Segment Start: Record extracts

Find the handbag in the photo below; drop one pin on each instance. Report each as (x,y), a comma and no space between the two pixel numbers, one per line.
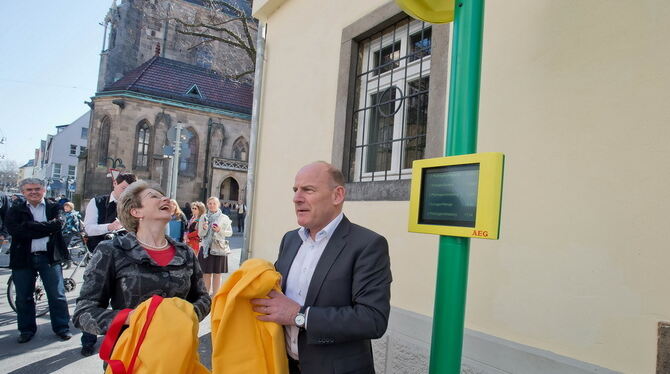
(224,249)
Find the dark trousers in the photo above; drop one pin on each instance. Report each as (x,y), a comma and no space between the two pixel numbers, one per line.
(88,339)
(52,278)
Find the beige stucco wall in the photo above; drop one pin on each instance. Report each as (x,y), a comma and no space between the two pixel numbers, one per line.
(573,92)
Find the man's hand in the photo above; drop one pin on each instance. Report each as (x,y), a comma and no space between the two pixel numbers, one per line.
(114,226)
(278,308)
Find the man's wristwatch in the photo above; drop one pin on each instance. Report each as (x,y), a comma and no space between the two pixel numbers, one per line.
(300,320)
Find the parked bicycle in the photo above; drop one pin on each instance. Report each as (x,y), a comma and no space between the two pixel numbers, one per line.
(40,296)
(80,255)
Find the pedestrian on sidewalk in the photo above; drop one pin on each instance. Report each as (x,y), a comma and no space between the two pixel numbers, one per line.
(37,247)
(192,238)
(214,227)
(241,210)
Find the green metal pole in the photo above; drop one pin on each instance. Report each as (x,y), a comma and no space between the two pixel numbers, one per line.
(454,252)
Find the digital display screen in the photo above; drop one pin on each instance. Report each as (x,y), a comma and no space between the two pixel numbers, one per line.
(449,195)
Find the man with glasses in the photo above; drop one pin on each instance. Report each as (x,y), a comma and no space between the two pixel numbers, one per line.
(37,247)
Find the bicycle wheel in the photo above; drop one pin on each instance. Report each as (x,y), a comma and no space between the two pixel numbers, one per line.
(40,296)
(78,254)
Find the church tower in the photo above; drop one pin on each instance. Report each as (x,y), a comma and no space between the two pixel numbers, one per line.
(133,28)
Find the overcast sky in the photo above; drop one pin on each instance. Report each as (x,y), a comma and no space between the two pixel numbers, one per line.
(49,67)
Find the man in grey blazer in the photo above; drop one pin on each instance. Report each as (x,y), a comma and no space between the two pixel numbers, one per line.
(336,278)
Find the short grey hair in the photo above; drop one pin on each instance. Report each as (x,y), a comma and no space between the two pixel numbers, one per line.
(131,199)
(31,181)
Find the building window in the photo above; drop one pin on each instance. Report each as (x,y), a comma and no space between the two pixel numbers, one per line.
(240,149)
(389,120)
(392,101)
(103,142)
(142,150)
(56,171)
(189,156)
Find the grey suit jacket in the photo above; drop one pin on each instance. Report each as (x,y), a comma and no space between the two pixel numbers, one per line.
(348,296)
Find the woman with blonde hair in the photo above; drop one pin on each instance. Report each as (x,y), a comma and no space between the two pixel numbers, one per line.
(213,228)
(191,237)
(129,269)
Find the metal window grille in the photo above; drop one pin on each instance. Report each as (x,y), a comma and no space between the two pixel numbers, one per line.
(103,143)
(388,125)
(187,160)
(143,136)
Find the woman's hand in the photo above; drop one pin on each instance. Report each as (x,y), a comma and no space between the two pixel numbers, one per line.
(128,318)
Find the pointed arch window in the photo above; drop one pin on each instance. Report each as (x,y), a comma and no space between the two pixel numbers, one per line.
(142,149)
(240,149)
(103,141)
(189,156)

Segment End: Record extracts
Segment Start: Record extracts

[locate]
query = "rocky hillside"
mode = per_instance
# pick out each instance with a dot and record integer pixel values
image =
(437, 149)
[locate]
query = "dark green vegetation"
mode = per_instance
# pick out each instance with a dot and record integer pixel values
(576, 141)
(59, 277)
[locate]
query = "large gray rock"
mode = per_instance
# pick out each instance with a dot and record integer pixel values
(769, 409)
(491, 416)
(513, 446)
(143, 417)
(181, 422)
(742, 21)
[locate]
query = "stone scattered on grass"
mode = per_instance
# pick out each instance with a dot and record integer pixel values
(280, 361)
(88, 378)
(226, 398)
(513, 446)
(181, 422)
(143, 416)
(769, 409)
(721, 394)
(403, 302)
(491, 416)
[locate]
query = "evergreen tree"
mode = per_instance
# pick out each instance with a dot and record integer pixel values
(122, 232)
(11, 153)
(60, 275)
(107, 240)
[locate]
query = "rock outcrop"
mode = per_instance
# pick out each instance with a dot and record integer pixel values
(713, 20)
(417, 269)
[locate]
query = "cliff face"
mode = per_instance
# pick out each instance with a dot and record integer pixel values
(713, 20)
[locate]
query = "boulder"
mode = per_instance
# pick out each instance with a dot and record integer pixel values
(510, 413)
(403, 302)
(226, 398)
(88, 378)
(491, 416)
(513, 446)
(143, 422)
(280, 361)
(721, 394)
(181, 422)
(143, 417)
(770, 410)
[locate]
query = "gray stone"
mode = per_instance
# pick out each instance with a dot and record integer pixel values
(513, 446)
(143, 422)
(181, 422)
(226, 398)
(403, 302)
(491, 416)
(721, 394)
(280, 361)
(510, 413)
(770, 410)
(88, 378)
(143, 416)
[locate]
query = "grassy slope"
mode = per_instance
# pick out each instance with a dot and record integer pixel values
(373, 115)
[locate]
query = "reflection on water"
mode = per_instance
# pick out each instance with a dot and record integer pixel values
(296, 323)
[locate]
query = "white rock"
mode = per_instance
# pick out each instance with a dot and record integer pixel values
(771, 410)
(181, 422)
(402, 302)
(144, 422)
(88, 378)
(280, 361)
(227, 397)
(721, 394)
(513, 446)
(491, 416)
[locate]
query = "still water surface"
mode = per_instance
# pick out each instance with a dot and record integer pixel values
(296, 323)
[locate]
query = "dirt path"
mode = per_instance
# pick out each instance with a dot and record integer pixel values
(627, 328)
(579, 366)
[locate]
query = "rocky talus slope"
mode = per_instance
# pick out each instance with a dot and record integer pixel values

Segment End: Record extracts
Segment Start: Record extracts

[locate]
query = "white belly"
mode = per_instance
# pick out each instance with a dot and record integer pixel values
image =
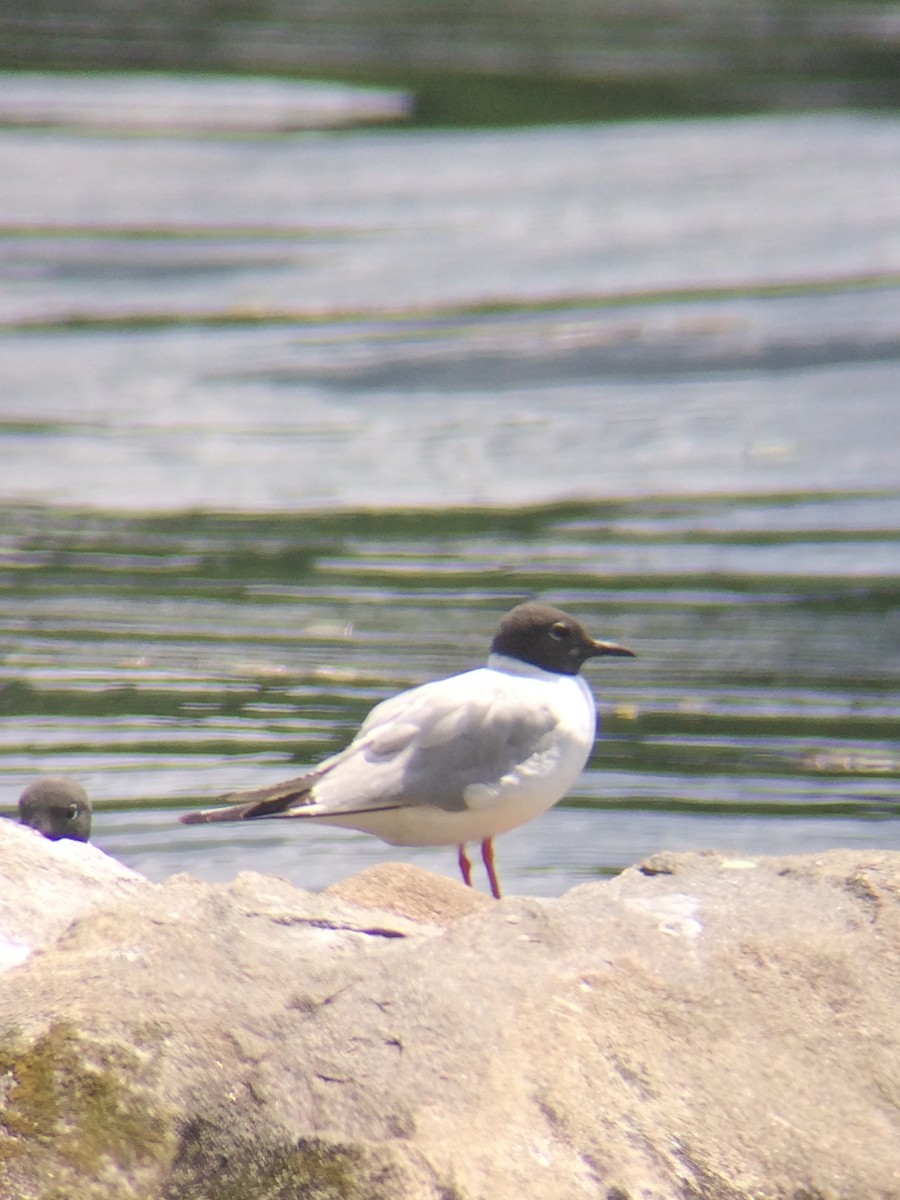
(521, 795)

Segment End: Record extracts

• **What is expected**:
Show all lines above holding the word "water".

• **Result of this task**:
query = "reflection on water"
query = "still water surface"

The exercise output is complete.